Task details =>
In the entries below, turn the stretch from the line containing "For every instance of the overcast" through the end of the entries into a JSON list of strings, one string per line, leaving out any blank lines.

Given data =>
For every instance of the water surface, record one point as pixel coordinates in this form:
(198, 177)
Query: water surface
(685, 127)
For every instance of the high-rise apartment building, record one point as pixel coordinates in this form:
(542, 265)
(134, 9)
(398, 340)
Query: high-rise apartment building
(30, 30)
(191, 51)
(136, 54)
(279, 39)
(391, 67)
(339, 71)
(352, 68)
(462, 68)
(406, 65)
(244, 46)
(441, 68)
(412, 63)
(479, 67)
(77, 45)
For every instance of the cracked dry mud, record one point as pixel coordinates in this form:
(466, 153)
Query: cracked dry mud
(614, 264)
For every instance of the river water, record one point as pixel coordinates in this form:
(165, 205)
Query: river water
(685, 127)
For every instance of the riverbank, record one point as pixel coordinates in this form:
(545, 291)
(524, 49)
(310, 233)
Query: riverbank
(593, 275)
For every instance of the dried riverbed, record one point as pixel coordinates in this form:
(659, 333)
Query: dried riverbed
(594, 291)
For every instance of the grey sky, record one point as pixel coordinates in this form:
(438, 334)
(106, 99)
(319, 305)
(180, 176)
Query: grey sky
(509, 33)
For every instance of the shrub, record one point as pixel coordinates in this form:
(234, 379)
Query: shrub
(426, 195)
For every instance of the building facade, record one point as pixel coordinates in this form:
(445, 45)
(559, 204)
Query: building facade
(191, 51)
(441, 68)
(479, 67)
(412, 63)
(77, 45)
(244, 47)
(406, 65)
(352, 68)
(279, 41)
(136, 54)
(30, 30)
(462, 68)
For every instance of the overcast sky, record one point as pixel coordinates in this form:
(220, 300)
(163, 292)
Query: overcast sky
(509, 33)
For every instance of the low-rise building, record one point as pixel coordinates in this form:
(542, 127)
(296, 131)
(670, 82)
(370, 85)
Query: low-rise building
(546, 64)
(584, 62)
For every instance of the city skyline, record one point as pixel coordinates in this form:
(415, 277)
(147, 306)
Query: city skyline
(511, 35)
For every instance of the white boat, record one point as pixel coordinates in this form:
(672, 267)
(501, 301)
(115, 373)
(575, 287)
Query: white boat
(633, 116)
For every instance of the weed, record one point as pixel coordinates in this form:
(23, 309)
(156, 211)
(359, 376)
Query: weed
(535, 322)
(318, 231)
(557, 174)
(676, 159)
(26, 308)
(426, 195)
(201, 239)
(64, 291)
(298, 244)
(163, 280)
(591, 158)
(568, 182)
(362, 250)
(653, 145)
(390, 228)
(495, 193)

Solution to this problem =>
[
  "For every instance of the overcast sky, record one point as pixel coordinates in this form:",
  "(220, 300)",
  "(163, 292)",
  "Query: overcast sky",
  "(509, 33)",
  "For every instance of the low-rise building, record one point as pixel coordinates in this form:",
  "(542, 127)",
  "(296, 131)",
  "(670, 82)",
  "(370, 85)",
  "Query: low-rise building",
  "(546, 64)",
  "(584, 62)",
  "For every instance of the city skyline, record one point as pixel coordinates in this form:",
  "(415, 277)",
  "(147, 306)",
  "Query: city skyline",
  "(511, 35)",
  "For every instance of the white boat, record one point as pixel coordinates in this form:",
  "(672, 267)",
  "(501, 301)",
  "(115, 373)",
  "(575, 287)",
  "Query: white boat",
  "(633, 116)",
  "For every instance of the weed, record one point as pixel coordinates in this form:",
  "(23, 309)",
  "(156, 211)",
  "(359, 376)",
  "Query: weed",
  "(535, 322)",
  "(318, 231)",
  "(557, 174)",
  "(676, 159)",
  "(26, 308)",
  "(426, 195)",
  "(201, 239)",
  "(64, 291)",
  "(298, 244)",
  "(163, 280)",
  "(591, 158)",
  "(568, 182)",
  "(362, 250)",
  "(653, 145)",
  "(390, 228)",
  "(495, 193)"
]